=== Begin Enclosure ===

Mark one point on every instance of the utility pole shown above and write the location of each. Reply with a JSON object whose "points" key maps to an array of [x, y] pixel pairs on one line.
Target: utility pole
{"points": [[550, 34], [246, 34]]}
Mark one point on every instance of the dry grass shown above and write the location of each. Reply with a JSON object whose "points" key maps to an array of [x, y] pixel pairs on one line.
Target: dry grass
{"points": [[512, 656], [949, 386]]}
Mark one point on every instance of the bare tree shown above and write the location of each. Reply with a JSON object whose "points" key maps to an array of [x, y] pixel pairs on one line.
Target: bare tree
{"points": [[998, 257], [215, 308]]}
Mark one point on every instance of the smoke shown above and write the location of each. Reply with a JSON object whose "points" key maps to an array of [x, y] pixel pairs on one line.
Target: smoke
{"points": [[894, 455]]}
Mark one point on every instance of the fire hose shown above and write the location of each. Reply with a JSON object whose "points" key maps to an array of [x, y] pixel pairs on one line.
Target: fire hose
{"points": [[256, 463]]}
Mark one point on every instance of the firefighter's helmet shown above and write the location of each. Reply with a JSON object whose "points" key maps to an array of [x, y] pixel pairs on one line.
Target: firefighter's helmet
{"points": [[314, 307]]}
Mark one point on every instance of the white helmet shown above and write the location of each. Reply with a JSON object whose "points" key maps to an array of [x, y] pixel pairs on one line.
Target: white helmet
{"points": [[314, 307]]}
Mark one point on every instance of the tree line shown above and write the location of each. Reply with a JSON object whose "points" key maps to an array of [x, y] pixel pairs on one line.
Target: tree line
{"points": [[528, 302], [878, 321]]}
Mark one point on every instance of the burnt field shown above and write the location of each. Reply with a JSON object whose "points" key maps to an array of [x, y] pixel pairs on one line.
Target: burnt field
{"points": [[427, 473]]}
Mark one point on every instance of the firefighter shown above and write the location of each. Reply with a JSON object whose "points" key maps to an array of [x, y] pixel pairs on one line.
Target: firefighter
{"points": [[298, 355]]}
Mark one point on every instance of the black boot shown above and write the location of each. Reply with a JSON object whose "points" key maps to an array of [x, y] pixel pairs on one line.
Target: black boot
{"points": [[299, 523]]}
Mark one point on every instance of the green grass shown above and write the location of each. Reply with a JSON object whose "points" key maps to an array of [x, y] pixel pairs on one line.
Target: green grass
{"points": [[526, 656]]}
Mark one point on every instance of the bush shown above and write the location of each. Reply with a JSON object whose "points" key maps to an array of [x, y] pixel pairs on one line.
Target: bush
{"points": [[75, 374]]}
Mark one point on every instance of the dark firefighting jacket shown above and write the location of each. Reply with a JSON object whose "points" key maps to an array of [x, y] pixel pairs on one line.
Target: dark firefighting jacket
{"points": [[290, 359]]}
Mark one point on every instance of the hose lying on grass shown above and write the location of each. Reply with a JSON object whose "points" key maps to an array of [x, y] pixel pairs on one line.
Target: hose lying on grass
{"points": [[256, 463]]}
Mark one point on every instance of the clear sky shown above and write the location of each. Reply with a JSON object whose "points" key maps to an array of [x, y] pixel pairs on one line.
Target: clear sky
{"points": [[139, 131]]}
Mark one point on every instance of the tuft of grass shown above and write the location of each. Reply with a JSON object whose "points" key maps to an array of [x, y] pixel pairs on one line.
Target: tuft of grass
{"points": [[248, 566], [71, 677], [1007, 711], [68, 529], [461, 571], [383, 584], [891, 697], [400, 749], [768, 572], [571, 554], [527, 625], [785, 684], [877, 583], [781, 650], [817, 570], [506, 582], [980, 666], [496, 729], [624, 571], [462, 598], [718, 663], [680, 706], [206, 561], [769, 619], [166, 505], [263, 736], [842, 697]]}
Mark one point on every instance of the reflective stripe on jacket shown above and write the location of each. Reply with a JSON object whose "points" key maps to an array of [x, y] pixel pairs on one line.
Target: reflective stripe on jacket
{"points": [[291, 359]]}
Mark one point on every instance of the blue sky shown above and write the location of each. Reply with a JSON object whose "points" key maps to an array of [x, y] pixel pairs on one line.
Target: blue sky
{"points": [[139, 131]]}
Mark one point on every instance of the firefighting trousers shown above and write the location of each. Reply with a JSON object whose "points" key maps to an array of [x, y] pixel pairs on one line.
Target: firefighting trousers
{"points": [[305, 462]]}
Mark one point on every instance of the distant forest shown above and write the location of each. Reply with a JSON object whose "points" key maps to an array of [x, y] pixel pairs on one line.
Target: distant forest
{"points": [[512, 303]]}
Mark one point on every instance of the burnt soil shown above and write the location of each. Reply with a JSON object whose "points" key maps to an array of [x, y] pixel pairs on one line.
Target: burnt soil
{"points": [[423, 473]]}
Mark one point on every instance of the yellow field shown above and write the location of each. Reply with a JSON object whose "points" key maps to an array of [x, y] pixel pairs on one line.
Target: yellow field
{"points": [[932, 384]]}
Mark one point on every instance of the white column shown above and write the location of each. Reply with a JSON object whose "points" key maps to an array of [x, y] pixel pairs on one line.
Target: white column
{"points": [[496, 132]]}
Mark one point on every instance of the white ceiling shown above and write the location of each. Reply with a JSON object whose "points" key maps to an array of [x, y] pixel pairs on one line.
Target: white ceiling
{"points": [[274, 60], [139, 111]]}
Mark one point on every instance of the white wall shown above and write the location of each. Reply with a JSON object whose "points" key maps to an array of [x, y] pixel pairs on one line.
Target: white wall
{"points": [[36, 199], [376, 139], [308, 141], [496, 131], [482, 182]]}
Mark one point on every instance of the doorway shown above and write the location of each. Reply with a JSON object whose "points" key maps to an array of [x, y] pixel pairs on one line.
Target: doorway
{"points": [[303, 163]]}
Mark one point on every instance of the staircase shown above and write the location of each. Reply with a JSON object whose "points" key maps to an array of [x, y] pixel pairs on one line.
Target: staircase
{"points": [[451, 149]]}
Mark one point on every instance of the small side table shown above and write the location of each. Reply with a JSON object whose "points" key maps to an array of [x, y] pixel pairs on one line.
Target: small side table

=== End Enclosure ===

:: TASK DIRECTIONS ::
In the answer, include exactly the lines from the line containing "Mark one point on every instance of the doorway" through the end of the data, and nothing else.

:: ANSWER SPACE ::
Mark one point on every instance of the doorway shown above and write the location of each. Reply with a JSON object whose "points" key maps to an array of [x, y] pixel pairs on one line.
Target: doorway
{"points": [[303, 163]]}
Mark one point on every instance of the staircase shown above and write the location of each. Reply with a JSON object whose "points" key maps to an array of [x, y] pixel pairs on one line.
Target: staircase
{"points": [[451, 149]]}
Mark one point on every instance of the small side table shown above and write the location of each. Reply with a JSON object whose "points" key maps to an array of [x, y] pixel pairs on one line.
Target: small side table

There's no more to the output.